__Short task 1__. Can you restate the entries from the line containing "of the front" through the end of the entries, swapping "scouting log" for "field survey" and leaving everything else untouched?
Begin Page text
I'm confused about the performance of my C
program that implements a Segmented Sieve. I originally used only int
as the datatype but to support bigger numbers I decided to switch to unsigned long long
. I expected some performance penalty due to overhead, but when I try the segmented sieve with upper limit 100 billion, the int
approach takes 23 seconds whereas the unsigned long long
doesn't even finish (or at least takes too long for me to wait)
here's the segmented sieve with just int
datatype, with N (upper bound) preset to 100B-
#include<stdio.h>
#include<stdlib.h>
#include<string.h>
#include<stdbool.h>
#include<math.h>
#include<time.h>
int size = 5;
int current_slot = 0;
int* primes_arr;
void append(int data)
{
if ((current_slot + 1) < size)
{
primes_arr[current_slot++] = data;
return;
}
int* newarr = realloc(primes_arr, (size += 5) * sizeof(int));
if (newarr != NULL)
{
newarr[current_slot++] = data;
primes_arr = newarr;
}
else
{
printf("\nAn error occured while re-allocating memory\n");
exit(1);
}
}
// The following is just a standard approach to segmented sieve, nothing interesting
void simpleSieve(int limit)
{
int p;
if (primes_arr == NULL)
{
printf("\nAn error occured while allocating primes_arr for mark in simpleSieve\n");
exit(1);
}
bool* mark = malloc((limit + 1) * sizeof(bool));
if (mark != NULL)
End Page text
Begin Exercise data
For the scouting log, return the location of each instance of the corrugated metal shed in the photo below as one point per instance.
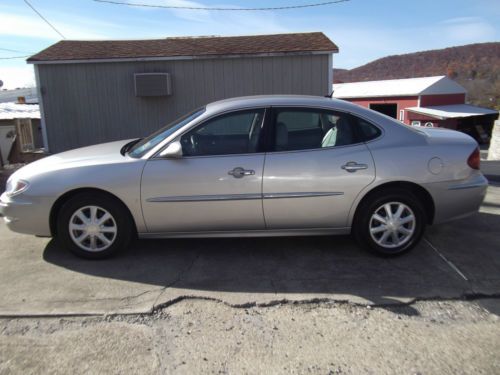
(89, 89)
(398, 87)
(11, 111)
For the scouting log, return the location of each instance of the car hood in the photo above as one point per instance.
(104, 153)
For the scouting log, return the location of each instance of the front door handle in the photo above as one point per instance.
(352, 166)
(239, 172)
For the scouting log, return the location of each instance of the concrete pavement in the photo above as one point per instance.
(455, 260)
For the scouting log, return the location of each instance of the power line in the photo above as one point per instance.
End Exercise data
__Short task 2__. Could you copy the stretch of the segmented sieve post from "I'm confused about" through "me to wait)" word for word?

__Final result 1__.
For the field survey, return the location of each instance of the front door handle in the photo above as one point per instance.
(352, 166)
(239, 172)
For the field survey, return the location of each instance of the concrete pavement in the photo above as one point per instance.
(455, 260)
For the field survey, return the location of each instance of the power line in the photo above as one point per instance.

__Final result 2__.
I'm confused about the performance of my C
program that implements a Segmented Sieve. I originally used only int
as the datatype but to support bigger numbers I decided to switch to unsigned long long
. I expected some performance penalty due to overhead, but when I try the segmented sieve with upper limit 100 billion, the int
approach takes 23 seconds whereas the unsigned long long
doesn't even finish (or at least takes too long for me to wait)